Passage given
- Born: Seth David Morgan April 4, 1949 New York City, U.S.
- Died: October 17, 1990 (aged 41) New Orleans, Louisiana, U.S.
- Resting place: Seaside Cemetery, Blue Hill, Maine, U.S.
- Occupation: Novelist
- Relatives: George Frederick Morgan (father)
- Writing career
- Notable work: Homeboy (1990)

= Seth Morgan (novelist) =

American novelist (1949–1990)

Seth David Morgan (April 4, 1949 – October 17, 1990) was an American novelist, who published one book, Homeboy (1990), and was working on a second novel when he died. He was Janis Joplin's fiancé at the time of her death in October 1970.

==Early life==
Morgan was the son of soap fortune heir and poet George Frederick Morgan, and Constance Canfield. The Esquire article, "Seth Morgan's Last Ride" (February 1, 1991), recounts Morgan's description of his mother and childhood: Morgan stated she was "an alcoholic beauty who drank herself to death in 1964", and he claimed that her coldness was to blame for his brother's suicide (by leaping to his death off the San Francisco-Oakland Bay Bridge). Morgan also believed that he inherited what he called his "addictive personality" from his alcoholic mother. He later said that he harbored intense bitterness towards women because of his mother's treatment of him and his siblings, and he spent years "planning the strategic degradation of women".

Morgan attended several elite private academies: St. Bernard's School in New York, from which he was expelled; Hotchkiss School in Connecticut, from which he was also expelled; The American School in Switzerland, from which he was also expelled; and The Butler Institute in Guadalajara, Mexico. He also briefly attended University of California Berkeley and received a trust fund income between US$26,000 and US$30,000 a year.

==Relationship with Janis Joplin==
In 1970, Morgan dropped out of U.C. Berkeley. Later that year, he met singer Janis Joplin while allegedly delivering cocaine to her home in Marin County. The two began a relationship and became engaged. Their relationship became public knowledge in Joplin's obituary in TIME.

==Criminal record==
After Joplin's death, Morgan married a Sausalito waitress. She worked as a prostitute during their marriage, while Morgan acted as her pimp. The marriage was short-lived, and Morgan later claimed he had married the woman to prevent her from suing him after the two had been involved in a motorcycle accident that left her face partially paralyzed (a drunken Morgan had crashed his Harley into a house formerly owned by Jack London).

Raw data
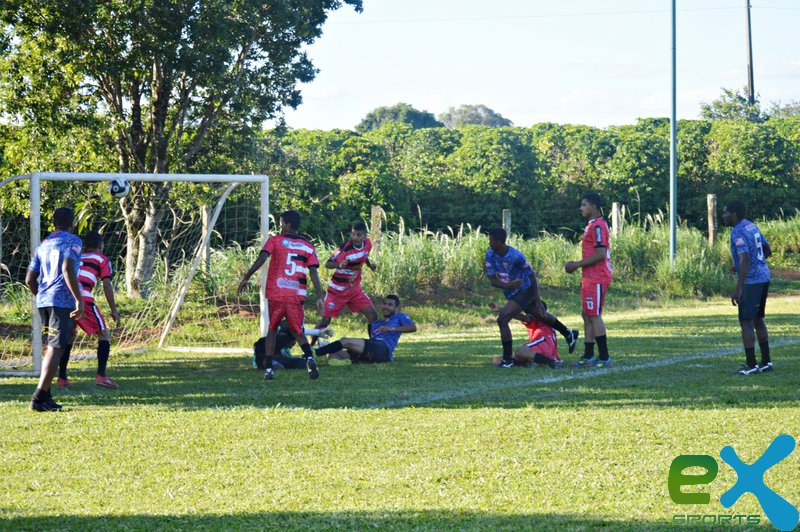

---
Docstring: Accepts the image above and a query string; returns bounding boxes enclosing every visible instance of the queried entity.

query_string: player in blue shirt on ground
[722,200,773,375]
[484,227,578,368]
[317,294,417,366]
[25,207,84,412]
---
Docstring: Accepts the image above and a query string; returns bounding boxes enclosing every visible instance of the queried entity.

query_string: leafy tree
[439,105,512,129]
[0,0,362,296]
[700,88,767,122]
[356,103,444,133]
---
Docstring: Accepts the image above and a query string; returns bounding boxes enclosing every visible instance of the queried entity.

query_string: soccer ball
[108,177,131,198]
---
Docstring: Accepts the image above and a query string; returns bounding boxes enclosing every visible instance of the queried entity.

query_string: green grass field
[0,290,800,530]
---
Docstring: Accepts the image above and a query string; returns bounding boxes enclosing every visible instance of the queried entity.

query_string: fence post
[611,201,622,236]
[369,205,386,255]
[706,194,717,248]
[503,209,511,235]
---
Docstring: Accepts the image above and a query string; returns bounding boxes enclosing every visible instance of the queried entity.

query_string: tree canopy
[356,103,444,133]
[439,104,512,129]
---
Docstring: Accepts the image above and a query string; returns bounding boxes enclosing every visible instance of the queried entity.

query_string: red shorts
[581,279,608,316]
[269,301,305,333]
[525,336,561,360]
[75,301,108,336]
[322,289,372,318]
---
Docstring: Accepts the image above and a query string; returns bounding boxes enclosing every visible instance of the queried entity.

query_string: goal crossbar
[0,172,269,376]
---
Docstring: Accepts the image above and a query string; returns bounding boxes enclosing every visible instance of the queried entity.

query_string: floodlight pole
[669,0,678,267]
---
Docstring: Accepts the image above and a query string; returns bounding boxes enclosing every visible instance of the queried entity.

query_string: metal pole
[30,173,42,377]
[744,0,756,105]
[259,176,270,336]
[669,0,678,266]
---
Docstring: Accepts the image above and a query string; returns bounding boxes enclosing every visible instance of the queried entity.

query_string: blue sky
[286,0,800,129]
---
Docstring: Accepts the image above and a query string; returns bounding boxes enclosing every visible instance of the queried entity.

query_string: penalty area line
[365,337,800,410]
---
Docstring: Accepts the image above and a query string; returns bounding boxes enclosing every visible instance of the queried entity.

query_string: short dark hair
[489,227,508,242]
[581,192,603,209]
[83,231,103,249]
[53,207,75,229]
[725,200,747,220]
[281,211,300,231]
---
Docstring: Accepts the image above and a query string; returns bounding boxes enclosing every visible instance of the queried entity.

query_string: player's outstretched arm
[236,250,269,295]
[103,277,119,327]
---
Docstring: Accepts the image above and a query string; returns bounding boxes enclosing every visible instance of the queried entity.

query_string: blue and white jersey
[28,231,83,309]
[731,220,770,284]
[484,246,533,299]
[369,312,414,360]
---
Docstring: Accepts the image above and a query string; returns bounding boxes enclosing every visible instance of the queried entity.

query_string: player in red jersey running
[316,222,378,338]
[564,192,612,368]
[56,231,119,390]
[239,211,322,380]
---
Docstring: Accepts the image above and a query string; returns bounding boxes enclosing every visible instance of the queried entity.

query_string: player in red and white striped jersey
[56,231,119,389]
[239,211,322,380]
[316,222,378,336]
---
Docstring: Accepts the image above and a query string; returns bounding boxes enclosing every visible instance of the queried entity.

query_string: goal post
[0,172,270,376]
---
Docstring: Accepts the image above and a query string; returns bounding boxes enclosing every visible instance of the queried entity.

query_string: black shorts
[739,281,769,321]
[39,307,75,349]
[350,340,392,364]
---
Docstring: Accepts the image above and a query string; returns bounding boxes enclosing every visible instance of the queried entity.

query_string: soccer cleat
[94,375,119,390]
[572,357,597,368]
[306,357,319,381]
[31,397,61,412]
[592,357,614,369]
[567,329,580,353]
[734,366,759,375]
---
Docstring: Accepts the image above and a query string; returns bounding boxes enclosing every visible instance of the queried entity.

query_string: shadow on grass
[0,510,674,531]
[0,315,800,409]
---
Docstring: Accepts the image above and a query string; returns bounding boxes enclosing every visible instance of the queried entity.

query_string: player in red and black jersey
[239,211,322,380]
[316,222,378,336]
[564,192,612,368]
[56,231,120,389]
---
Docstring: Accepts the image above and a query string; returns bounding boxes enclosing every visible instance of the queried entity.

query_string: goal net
[0,172,269,375]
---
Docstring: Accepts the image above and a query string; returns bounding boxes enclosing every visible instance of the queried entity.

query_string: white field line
[365,337,800,409]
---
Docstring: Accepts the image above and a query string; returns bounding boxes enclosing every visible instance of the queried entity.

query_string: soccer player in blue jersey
[484,227,578,368]
[25,207,84,412]
[722,200,772,375]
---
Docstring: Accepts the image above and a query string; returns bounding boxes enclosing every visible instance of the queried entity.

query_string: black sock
[501,340,514,361]
[58,344,73,379]
[594,334,608,360]
[317,340,344,355]
[583,342,594,358]
[97,340,111,377]
[551,316,570,340]
[744,347,756,368]
[300,344,314,358]
[758,340,772,365]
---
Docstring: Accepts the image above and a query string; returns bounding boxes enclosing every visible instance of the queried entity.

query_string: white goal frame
[0,172,269,377]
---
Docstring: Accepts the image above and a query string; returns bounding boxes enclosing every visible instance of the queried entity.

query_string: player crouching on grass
[317,294,417,366]
[56,231,119,390]
[238,211,322,381]
[489,302,564,368]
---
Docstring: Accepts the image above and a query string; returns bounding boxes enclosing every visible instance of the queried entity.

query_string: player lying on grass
[253,320,333,370]
[310,294,417,366]
[484,227,578,368]
[238,211,322,380]
[56,231,119,389]
[489,302,564,368]
[316,222,378,338]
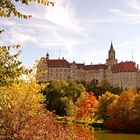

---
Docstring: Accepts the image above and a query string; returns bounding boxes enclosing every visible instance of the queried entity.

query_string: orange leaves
[76,92,98,119]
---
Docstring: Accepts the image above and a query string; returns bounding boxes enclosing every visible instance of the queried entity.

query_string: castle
[37,42,140,89]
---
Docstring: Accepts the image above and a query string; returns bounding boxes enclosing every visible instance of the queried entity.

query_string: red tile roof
[47,59,70,68]
[85,64,107,70]
[76,64,85,69]
[111,61,138,73]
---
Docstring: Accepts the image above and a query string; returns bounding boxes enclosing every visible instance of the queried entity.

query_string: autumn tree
[0,81,44,138]
[0,45,25,86]
[42,80,85,116]
[105,89,140,131]
[96,91,118,120]
[75,92,98,119]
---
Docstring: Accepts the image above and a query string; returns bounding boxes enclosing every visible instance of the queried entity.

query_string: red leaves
[76,92,98,119]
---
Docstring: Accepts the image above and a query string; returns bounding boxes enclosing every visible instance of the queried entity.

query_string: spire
[110,40,114,51]
[46,52,49,59]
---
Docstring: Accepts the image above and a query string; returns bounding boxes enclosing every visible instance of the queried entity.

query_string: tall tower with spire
[106,41,117,67]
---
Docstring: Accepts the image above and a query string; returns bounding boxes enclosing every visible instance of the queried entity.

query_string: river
[68,125,140,140]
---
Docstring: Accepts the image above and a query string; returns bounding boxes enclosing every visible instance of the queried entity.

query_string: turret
[46,52,49,59]
[106,41,117,67]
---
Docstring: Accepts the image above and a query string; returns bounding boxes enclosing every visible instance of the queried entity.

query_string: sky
[0,0,140,67]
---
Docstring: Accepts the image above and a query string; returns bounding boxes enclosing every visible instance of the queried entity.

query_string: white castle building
[37,42,140,89]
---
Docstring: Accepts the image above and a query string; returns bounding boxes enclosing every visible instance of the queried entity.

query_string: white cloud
[109,9,121,13]
[128,0,140,10]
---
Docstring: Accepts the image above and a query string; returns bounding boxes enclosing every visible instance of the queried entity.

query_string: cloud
[128,0,140,10]
[109,9,121,13]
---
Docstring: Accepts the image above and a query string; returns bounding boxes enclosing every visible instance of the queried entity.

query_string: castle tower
[106,41,117,67]
[46,52,49,59]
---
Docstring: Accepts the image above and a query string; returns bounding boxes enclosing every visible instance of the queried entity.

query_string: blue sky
[0,0,140,67]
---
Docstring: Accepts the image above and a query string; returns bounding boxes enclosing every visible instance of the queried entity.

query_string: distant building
[37,42,140,89]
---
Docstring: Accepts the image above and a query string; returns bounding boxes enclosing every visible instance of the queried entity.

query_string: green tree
[0,45,25,86]
[96,91,118,120]
[42,80,85,116]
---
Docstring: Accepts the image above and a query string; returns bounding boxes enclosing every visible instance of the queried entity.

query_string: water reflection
[66,124,140,140]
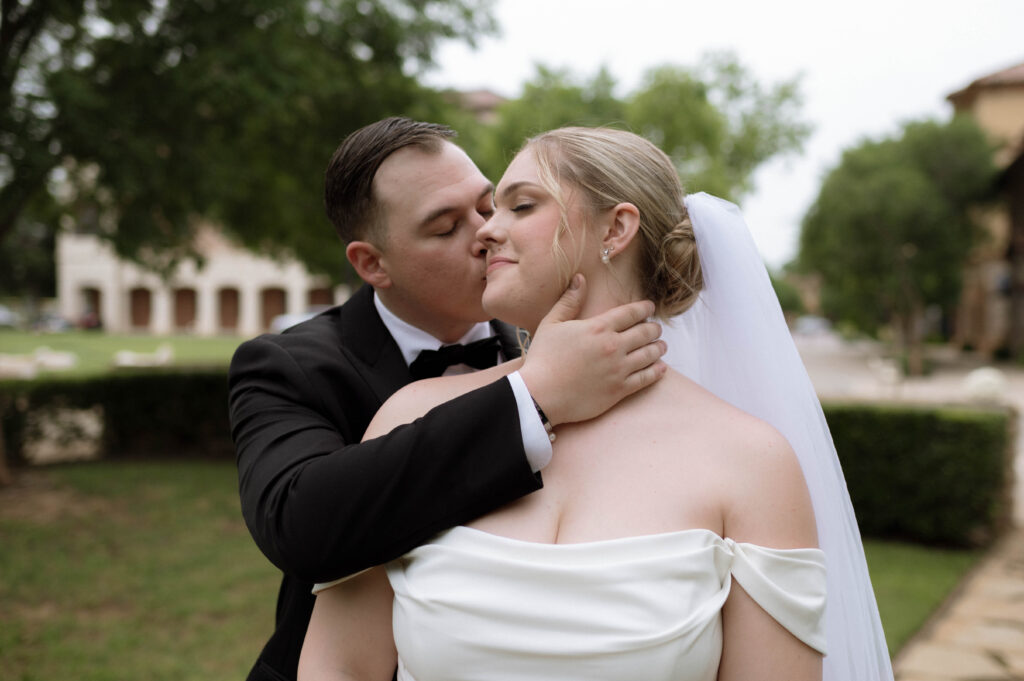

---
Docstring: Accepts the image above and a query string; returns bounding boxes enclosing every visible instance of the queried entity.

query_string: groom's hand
[519,274,667,425]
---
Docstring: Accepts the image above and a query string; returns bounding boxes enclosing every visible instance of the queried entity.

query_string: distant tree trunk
[893,301,925,376]
[0,400,14,487]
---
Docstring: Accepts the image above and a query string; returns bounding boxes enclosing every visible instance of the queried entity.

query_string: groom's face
[374,142,493,341]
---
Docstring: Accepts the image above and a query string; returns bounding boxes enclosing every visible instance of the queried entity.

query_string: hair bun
[647,208,703,317]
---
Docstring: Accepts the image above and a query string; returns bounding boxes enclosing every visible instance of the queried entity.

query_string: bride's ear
[601,203,640,257]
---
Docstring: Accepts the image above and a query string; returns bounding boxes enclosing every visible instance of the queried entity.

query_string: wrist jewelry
[530,397,558,442]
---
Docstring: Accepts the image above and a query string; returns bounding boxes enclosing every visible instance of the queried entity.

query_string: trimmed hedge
[0,370,1016,546]
[0,369,234,465]
[824,403,1016,546]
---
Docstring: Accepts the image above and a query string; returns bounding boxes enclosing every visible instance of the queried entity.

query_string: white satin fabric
[387,526,825,681]
[662,194,893,681]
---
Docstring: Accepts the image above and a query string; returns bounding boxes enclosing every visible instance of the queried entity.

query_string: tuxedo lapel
[338,285,413,402]
[490,320,525,359]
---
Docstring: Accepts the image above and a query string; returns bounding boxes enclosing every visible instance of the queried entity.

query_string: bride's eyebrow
[496,180,541,199]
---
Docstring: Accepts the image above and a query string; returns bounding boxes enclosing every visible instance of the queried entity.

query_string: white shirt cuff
[508,372,551,473]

Short task A
Answer these questions from the Seth Morgan biography:
(i) Which school in Connecticut expelled Morgan?
(ii) Where was Morgan when he met Janis Joplin?
(iii) In which cemetery is Morgan buried?
Short task B
Write the next part of the Seth Morgan biography, beginning after its final sentence.

Task result A
(i) Hotchkiss School
(ii) At Joplin's home in Marin County
(iii) Seaside Cemetery, in Blue Hill, Maine

Task result B
Morgan then moved to San Francisco, where he married for a second time, found work as a barker at strip clubs, and developed an addiction to heroin. To support his habit, he began committing armed robberies. During one robbery, Morgan pinned a victim's hand to the floor with a knife. In 1977, the police caught him committing a robbery, and he was sentenced to 30 months in prison. After his release, he went back to working in strip clubs.

In 1986, he moved to New Orleans with, he later admitted, plans to drink himself to death but decided to write a novel, instead.

==Career==
Morgan's only title published was Homeboy (1990), a novel about heroin addicts and criminals in San Francisco. In it, Morgan used several experiences from his own life, including time spent as a barker in San Francisco and his prison term for armed robbery. He included a character who was a flamboyantly dressed prostitute whom he said was based on Janis Joplin.

While incarcerated in the 1970s, Morgan had won the P.E.N. essay contest for convicts.

From 1986 to 1987, Morgan lived in the Lower Garden District of New Orleans, at 1232 St. Andrew Street, a rental property owned by Metairie resident Marcel Jaffe. During this time, Morgan was sober, spending his time writing, attending Alcoholics Anonymous and Narcotics Anonymous meetings, working out at the Lee's Circle YMCA, and hanging out at the Hummingbird Grill, a New Orleans greasy spoon that has since closed.

In the spring of 1990, the publication of Homeboy led to positive reviews and book-signing engagements for Morgan in several cities, including San Francisco, where 14 years earlier he had impaled a bystander's hand with a knife during an armed robbery. Morgan told Suzie Groover, who accompanied him on the publicity tour, that he was afraid of getting arrested on outstanding warrants from years earlier.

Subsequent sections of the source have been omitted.